START SUPPLIED MATERIAL
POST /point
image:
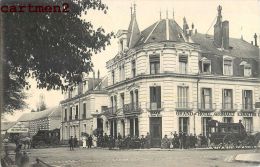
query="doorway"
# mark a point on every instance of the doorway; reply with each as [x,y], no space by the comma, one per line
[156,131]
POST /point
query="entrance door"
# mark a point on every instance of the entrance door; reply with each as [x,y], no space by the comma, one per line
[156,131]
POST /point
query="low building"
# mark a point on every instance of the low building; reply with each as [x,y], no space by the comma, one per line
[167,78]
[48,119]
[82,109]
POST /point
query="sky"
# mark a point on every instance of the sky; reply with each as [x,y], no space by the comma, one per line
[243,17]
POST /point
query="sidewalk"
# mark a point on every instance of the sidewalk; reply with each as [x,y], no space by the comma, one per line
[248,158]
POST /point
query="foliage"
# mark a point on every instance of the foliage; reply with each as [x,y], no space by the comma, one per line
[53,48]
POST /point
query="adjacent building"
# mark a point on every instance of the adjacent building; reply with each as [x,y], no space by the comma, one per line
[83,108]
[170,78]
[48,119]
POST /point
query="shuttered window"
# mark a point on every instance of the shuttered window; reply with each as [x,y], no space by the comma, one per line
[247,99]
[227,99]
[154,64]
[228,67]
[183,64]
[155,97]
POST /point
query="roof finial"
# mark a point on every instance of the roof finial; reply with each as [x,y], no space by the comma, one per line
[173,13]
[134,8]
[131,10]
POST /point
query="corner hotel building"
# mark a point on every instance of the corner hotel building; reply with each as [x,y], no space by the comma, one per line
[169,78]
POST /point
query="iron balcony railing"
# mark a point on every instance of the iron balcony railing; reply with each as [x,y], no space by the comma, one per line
END SUPPLIED MATERIAL
Report how many lines of the listing hold the word "iron", with nothing but the number.

→ RESULT FOR THIS EXERCISE
2